§ **Data extract**
+ + +

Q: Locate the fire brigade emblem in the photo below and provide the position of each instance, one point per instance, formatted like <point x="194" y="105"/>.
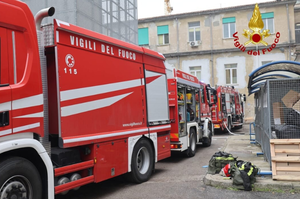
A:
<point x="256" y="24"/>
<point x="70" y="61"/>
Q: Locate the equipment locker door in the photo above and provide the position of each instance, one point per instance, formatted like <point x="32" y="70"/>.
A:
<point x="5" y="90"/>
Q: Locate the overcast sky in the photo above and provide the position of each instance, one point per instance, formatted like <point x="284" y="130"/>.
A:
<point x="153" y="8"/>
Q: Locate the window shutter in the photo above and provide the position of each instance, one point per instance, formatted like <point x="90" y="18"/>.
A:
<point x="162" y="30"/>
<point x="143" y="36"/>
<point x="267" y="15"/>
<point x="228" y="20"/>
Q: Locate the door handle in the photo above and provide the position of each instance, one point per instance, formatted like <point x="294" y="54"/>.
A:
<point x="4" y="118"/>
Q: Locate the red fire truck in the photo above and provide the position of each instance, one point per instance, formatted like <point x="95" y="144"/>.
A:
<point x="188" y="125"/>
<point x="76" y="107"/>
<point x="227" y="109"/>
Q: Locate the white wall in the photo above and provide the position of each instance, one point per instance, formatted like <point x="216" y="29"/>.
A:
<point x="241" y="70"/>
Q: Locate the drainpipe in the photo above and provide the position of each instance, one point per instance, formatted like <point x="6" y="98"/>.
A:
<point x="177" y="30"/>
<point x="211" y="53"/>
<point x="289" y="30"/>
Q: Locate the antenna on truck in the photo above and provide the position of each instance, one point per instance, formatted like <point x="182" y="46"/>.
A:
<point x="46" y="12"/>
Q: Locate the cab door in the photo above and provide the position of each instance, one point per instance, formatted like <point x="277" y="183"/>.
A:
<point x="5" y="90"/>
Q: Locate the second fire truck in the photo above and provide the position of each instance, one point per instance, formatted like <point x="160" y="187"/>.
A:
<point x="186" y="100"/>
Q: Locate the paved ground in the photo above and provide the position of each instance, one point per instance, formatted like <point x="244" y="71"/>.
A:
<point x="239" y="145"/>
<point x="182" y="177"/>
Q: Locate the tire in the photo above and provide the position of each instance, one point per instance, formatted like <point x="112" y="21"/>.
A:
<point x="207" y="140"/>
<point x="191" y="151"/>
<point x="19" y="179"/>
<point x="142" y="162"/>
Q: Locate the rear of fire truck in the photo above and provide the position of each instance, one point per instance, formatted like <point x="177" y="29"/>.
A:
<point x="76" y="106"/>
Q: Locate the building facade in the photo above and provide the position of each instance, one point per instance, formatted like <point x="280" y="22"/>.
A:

+ + +

§ **What this task involves**
Rewrite all of the data above, changing every "fire truck" to "fire engine" and leaving everything else the same, and omit the pictures.

§ **Answer**
Q: Locate the fire brigade emblem in the photo below and provide the position of each instance, one point per instance, formatted like <point x="194" y="105"/>.
A:
<point x="256" y="24"/>
<point x="70" y="61"/>
Q: Locate the equipment locker door in the photo above and provide the position of each instance, one point per instance, formatted like <point x="32" y="70"/>.
A:
<point x="5" y="90"/>
Q: Locate the overcast sky in the photo above and provide the position of each instance, one point per instance, formatted like <point x="284" y="130"/>.
A:
<point x="153" y="8"/>
Q: Locate the window shutter in the photo above and provide the position of each instance, one point per instance, formatted like <point x="90" y="18"/>.
A:
<point x="162" y="30"/>
<point x="143" y="36"/>
<point x="267" y="15"/>
<point x="228" y="20"/>
Q: Locate the door handle in the photo above and provide the position of each instance, one point per instance, formatted like <point x="294" y="54"/>.
A:
<point x="4" y="118"/>
Q: Locate the red fire engine in the photo above and provide the position of each instance, one point per instance, formatted like <point x="95" y="144"/>.
A:
<point x="188" y="125"/>
<point x="76" y="107"/>
<point x="227" y="109"/>
Q: Locate the white wall in the photo above and provide the position of each instance, one point per instance, formatted like <point x="216" y="29"/>.
A:
<point x="241" y="70"/>
Q: Locate the drainpipe in the photo above and provide the position of each instance, one point per instance, formatted like <point x="6" y="98"/>.
A:
<point x="177" y="30"/>
<point x="211" y="53"/>
<point x="289" y="30"/>
Q: Locate the antenna on truck in the photo above and provide the position of each instance, one point per instance, formatted like <point x="182" y="46"/>.
A:
<point x="46" y="12"/>
Q: Locate the cab door in the photo above and provide the position of each instance, one point per instance, formatted like <point x="277" y="183"/>.
A:
<point x="5" y="90"/>
Q: Locate the second fire engine in the photo above and provide the position of each instance, one point per instance, formatted like <point x="160" y="187"/>.
A:
<point x="186" y="100"/>
Q: Locate the paved ground in the photo above and provide the position of each instance, one point per instance, formatted like <point x="244" y="71"/>.
A:
<point x="239" y="145"/>
<point x="182" y="177"/>
Q: Locate the tire in the photo above and provide the position of each instance, one point per instance, formatted like <point x="112" y="21"/>.
A:
<point x="207" y="140"/>
<point x="191" y="151"/>
<point x="19" y="179"/>
<point x="142" y="162"/>
Q: Locate the rear of fire engine in the photo above and provide the position of each instance, one point per instance, formatted like <point x="177" y="29"/>.
A:
<point x="76" y="106"/>
Q: Locate the building facade in the photo above and provide the position of each instance, one point per instance, formatted like <point x="280" y="22"/>.
A:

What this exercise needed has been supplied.